• _WRITTEN EXERCISE_
Every line below is to be quoted exactly, with nothing added or dropped.

• _EXTRACTED DATA_
........

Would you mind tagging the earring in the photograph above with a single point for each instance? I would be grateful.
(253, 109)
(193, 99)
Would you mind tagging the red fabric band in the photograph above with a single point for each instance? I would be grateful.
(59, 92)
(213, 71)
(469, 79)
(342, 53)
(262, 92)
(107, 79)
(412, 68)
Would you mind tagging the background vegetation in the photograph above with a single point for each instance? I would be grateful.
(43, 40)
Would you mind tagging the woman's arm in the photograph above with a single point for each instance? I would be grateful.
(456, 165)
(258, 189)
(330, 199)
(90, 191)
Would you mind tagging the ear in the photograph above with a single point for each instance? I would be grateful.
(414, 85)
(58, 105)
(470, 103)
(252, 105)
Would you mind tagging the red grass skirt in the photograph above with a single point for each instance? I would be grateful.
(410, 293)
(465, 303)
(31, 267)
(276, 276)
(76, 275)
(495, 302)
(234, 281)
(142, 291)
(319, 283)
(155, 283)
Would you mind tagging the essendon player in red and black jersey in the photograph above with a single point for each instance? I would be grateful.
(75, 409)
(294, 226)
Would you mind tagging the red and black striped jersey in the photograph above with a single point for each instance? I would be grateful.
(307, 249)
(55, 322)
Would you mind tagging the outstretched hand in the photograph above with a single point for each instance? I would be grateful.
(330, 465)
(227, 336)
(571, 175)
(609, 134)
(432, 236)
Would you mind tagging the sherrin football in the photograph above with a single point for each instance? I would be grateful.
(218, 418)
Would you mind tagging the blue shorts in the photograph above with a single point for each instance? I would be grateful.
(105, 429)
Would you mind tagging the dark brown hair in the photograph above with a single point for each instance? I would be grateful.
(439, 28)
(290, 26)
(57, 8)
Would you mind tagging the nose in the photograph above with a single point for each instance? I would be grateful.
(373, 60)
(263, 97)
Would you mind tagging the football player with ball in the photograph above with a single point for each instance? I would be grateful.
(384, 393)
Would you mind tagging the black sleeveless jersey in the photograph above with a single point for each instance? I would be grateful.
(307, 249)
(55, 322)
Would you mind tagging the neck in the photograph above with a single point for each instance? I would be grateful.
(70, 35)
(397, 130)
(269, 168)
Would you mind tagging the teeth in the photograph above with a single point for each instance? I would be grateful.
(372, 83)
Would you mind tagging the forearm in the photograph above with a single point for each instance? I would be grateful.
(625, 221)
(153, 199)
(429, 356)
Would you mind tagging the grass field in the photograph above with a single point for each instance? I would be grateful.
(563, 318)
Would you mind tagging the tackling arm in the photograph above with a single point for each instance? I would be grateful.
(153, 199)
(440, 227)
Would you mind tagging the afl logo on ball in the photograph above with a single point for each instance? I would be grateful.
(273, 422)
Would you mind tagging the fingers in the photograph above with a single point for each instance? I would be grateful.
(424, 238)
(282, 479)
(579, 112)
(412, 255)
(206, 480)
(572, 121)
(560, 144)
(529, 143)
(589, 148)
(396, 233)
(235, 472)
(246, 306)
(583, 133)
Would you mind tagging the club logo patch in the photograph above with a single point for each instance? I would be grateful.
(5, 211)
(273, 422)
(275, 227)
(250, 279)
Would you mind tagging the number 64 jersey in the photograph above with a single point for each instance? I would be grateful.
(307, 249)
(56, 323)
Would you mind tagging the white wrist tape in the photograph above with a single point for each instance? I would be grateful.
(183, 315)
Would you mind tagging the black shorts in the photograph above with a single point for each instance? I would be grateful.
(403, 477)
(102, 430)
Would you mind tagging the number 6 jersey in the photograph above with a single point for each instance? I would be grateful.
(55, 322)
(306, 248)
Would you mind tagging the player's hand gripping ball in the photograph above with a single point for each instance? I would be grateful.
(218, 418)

........

• _RESPONSE_
Would you mind tagging the earring in the photograph above with a single point for each instance? I would be grateful.
(253, 109)
(193, 99)
Would you mind tagging the red fabric band in the photograph above with a single point for each instance? I would be grateful.
(59, 92)
(213, 71)
(469, 79)
(342, 53)
(262, 92)
(107, 79)
(412, 68)
Would you mind tagging the background vegetation in the photograph above with a single point for each instance? I would be grateful.
(43, 40)
Would you mind tagging the woman's arm in the photograph above with a single point for each instance? I would be grateful.
(456, 165)
(258, 189)
(330, 199)
(90, 191)
Would you mind tagging the ear in the photograph above with a single point for each instance? I would be grateful.
(414, 85)
(58, 105)
(470, 103)
(252, 105)
Would you mind tagging the red grass skirt in the photograph above with a single point for each instance? I would be grateful.
(410, 293)
(465, 303)
(31, 267)
(276, 276)
(76, 275)
(495, 302)
(234, 281)
(142, 291)
(319, 283)
(155, 283)
Would you mind tagging the essendon player in red and black jersey in the photograph above with a single point for each instance? I would be grateful.
(75, 409)
(294, 226)
Would you mind tagging the red and black striped jersey in the photograph above with a single point for each instance? I would be grateful.
(307, 249)
(55, 322)
Would you mind tagging the outstretched hand in the photograph above with a single point for each instance? I would be grateful.
(330, 465)
(227, 336)
(571, 175)
(609, 134)
(432, 236)
Would you mind tagging the sherrin football in the photograph above with a single point for each instance? I would be grateful.
(218, 418)
Would you mind tagging the blue shorts in the photograph above with a single point for each instance? I would be grateful.
(105, 429)
Would you mind tagging the dark brown hair in the photograph above with a single point for each instance? I would be grateful.
(439, 28)
(290, 26)
(57, 8)
Would you mind tagging the nose in the photograph above with a single point for each instance? I would be grateful.
(373, 60)
(263, 97)
Would you mind tagging the football player with ball in the photograph above with a single point for each instance? I would be grateful.
(384, 393)
Would you mind tagging the black sleeveless jersey in the photograph above with a single point for each instance? I would be grateful.
(307, 249)
(55, 322)
Would you mind tagging the neck in the photograph above with a single point for each instance? I would be grateful.
(70, 35)
(397, 130)
(269, 168)
Would you mind tagging the teeth in the photograph above with a single point for each instance? I would be grateful.
(372, 83)
Would you mind tagging the forearm in the photograph above with a single point for each instance? I would be grateful.
(625, 221)
(153, 199)
(429, 356)
Would you mind tagging the grass field in the photograph above with a single point for each instance? I would be grateful.
(563, 318)
Would you mind tagging the tackling arm in the photograph above with a single point for each instance? I would be grateful.
(153, 199)
(440, 227)
Would you mind tagging the afl logo on ball in the photograph above with a single point for each instance? I would be grateful.
(273, 422)
Would you mind tagging the fingers in the photograph above with a single point for each instance? I would be grateful.
(424, 238)
(282, 479)
(579, 112)
(412, 255)
(206, 480)
(572, 121)
(560, 144)
(529, 143)
(589, 148)
(396, 233)
(235, 472)
(246, 306)
(583, 133)
Would you mind tagging the club logo patch in the photograph above with a single point for each instance? I would be grateful.
(5, 211)
(273, 422)
(275, 227)
(250, 279)
Would you mind tagging the number 64 jersey in the photograph above with a single point for each instance? I would be grateful.
(307, 249)
(56, 323)
Would you mind tagging the white wrist tape in the photograph above with a single point for each instance? I would be grateful.
(183, 315)
Would you mind tagging the black shorts in the photograph above with a single point for each instance? I would be grateful.
(403, 477)
(102, 430)
Would you mind tagging the number 6 jersey in the photograph above with a single point for each instance? I would be grateful.
(55, 322)
(306, 248)
Would you mind tagging the player's hand gripping ball in the photograph above with a single point for each instance? I would be grateful.
(218, 418)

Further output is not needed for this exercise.